Goal: Produce an exact copy of the lines from the line containing "Indicate the dome" through the last line of the listing below, both ends included, and nothing else.

▽

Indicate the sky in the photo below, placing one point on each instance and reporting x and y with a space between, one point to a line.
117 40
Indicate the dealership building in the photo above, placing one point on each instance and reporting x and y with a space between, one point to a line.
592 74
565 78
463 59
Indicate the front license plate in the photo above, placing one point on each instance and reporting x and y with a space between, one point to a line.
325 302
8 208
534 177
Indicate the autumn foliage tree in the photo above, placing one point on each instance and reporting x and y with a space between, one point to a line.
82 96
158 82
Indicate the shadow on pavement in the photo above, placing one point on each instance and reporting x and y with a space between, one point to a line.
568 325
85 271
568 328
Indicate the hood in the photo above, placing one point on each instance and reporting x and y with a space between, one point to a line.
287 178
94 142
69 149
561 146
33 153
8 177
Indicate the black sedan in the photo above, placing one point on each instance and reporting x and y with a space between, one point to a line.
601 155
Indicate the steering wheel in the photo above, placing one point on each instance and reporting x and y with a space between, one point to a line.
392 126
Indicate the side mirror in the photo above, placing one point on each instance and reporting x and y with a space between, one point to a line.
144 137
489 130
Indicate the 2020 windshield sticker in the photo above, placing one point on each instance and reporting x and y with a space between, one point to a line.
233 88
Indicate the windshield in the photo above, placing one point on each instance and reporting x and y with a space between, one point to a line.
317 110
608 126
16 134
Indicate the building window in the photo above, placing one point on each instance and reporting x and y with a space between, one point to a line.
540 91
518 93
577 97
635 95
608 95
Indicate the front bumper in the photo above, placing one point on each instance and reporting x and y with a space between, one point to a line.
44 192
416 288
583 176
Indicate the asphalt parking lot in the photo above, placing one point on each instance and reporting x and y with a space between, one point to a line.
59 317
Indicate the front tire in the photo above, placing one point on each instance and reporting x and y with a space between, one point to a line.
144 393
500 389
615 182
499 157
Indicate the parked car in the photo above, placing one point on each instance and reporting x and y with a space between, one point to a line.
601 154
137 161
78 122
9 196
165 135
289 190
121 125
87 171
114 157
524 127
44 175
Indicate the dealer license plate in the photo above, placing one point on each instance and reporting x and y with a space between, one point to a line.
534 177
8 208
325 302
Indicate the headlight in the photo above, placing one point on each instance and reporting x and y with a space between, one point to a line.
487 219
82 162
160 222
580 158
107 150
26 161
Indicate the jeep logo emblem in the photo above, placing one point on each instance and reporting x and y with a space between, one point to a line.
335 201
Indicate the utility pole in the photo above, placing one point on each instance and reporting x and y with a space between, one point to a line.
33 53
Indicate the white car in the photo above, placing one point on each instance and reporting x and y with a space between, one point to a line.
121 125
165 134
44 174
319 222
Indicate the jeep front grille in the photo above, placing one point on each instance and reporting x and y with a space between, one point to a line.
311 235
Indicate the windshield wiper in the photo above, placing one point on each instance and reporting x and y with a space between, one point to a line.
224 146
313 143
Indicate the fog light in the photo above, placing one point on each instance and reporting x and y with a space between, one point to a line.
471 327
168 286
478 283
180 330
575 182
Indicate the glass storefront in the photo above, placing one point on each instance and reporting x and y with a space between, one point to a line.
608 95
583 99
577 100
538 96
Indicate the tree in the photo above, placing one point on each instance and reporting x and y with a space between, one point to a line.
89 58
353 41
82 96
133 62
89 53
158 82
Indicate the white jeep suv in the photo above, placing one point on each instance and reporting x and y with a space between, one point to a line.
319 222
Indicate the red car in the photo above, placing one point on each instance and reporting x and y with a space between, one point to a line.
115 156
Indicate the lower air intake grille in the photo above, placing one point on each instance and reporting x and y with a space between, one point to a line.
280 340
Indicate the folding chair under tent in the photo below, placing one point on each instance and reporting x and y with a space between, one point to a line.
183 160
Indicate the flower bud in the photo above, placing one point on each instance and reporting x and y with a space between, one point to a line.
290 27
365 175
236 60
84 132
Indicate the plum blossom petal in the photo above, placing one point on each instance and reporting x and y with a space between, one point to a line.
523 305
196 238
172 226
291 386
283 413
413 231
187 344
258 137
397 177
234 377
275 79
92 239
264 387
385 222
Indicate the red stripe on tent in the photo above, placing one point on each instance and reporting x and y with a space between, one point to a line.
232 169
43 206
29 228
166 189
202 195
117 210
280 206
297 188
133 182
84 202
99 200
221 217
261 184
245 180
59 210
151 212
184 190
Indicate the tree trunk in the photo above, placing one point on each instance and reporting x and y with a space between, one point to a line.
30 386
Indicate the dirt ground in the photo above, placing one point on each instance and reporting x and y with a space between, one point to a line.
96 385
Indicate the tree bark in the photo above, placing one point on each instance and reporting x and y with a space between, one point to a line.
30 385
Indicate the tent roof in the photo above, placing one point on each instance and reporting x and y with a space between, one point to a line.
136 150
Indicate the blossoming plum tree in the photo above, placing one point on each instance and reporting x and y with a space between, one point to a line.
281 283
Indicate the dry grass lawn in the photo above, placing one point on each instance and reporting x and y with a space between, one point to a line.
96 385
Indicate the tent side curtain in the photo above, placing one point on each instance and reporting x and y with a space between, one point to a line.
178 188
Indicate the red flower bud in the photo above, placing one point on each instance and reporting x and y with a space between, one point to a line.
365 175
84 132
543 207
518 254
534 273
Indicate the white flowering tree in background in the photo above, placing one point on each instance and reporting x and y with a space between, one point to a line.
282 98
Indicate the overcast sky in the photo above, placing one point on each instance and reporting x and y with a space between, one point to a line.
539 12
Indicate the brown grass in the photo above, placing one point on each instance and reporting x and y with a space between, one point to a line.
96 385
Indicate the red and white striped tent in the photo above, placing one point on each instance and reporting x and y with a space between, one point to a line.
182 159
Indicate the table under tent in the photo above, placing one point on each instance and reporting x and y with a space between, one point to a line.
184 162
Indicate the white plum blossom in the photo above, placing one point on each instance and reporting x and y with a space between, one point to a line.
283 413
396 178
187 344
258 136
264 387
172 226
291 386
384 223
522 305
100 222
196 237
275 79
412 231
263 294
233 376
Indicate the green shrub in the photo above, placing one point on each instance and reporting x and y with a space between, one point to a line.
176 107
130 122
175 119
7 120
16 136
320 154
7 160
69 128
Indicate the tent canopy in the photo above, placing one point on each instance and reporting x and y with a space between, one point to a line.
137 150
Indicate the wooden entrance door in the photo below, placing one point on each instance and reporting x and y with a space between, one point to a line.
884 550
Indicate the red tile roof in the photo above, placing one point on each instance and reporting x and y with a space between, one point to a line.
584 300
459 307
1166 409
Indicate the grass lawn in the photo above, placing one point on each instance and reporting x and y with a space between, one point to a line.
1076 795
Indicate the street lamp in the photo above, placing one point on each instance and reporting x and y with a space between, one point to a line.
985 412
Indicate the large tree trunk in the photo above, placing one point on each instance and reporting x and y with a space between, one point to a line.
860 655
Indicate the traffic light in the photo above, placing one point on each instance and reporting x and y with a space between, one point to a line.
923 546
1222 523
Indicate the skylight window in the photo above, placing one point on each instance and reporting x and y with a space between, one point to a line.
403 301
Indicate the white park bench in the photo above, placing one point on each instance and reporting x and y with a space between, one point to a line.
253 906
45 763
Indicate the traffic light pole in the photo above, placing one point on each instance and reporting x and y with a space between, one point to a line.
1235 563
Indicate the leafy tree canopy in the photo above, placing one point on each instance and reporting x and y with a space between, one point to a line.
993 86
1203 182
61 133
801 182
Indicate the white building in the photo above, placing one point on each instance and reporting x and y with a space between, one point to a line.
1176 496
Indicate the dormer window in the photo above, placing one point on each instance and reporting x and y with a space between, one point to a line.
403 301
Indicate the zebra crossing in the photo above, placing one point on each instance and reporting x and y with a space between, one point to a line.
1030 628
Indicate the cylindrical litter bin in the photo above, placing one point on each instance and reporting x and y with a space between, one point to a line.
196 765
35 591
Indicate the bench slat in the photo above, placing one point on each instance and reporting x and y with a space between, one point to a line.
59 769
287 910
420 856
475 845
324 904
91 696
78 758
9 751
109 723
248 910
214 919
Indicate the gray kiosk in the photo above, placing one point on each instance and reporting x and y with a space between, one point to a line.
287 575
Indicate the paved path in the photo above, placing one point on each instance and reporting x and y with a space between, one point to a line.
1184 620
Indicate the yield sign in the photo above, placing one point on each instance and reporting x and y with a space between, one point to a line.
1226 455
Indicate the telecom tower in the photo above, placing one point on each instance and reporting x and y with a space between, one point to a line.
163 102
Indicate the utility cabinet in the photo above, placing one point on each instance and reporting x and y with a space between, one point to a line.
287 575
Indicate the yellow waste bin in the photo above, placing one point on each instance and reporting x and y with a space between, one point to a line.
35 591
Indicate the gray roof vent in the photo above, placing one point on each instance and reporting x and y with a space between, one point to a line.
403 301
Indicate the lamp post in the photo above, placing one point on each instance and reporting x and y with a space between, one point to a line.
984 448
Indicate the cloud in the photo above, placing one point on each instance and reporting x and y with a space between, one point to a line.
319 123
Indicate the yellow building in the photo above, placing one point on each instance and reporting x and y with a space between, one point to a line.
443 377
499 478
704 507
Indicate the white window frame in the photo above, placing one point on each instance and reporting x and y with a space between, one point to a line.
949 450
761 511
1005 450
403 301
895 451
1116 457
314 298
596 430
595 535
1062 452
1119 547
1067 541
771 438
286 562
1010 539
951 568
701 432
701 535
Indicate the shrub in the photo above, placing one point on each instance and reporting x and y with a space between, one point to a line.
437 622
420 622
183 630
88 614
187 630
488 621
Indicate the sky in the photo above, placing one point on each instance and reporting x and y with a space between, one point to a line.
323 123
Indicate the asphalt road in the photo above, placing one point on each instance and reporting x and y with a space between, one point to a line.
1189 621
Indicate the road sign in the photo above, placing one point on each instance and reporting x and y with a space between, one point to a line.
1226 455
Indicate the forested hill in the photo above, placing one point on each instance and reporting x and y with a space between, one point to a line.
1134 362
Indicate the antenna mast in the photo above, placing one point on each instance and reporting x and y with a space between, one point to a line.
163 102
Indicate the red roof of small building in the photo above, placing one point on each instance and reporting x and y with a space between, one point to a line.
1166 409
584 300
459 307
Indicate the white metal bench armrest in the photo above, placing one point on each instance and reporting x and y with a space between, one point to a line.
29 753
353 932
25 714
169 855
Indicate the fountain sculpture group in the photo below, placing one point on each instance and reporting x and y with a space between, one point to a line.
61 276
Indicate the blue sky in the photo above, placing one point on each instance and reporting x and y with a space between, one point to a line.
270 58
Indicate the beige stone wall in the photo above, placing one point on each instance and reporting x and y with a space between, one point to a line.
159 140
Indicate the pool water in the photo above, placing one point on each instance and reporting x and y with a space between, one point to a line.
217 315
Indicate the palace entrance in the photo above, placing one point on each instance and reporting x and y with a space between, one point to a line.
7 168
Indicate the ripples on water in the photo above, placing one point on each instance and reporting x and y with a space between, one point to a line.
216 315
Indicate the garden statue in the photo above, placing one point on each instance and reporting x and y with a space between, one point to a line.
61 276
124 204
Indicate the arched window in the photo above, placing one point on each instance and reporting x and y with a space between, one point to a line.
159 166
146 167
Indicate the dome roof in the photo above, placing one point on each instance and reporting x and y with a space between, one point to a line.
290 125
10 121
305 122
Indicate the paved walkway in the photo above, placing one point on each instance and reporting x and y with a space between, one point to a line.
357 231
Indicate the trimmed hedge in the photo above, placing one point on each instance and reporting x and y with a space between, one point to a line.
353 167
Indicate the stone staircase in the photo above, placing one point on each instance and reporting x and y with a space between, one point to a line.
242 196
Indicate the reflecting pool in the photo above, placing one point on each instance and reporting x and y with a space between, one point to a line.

△

Answer to this problem:
Indicate the dome roof in the photo above, placing one point on each instance and reporting x and y with a space between, one point to a line.
290 125
10 121
305 122
Indicate the paved walkway in the photo above, placing one point on each instance and reporting x and y with a space between, one point to a line.
357 231
Indicate the trimmed hedge in the photo above, placing one point on each instance and reporting x and y with a space between, one point to a line.
353 167
Indicate the stone staircase in the photo above, placing one point on each instance and reporting x and y with a space between, one point to a line.
242 196
Indicate the reflecting pool in the photo above, placing one point on each instance and reporting x and y with a space between, one point to a line.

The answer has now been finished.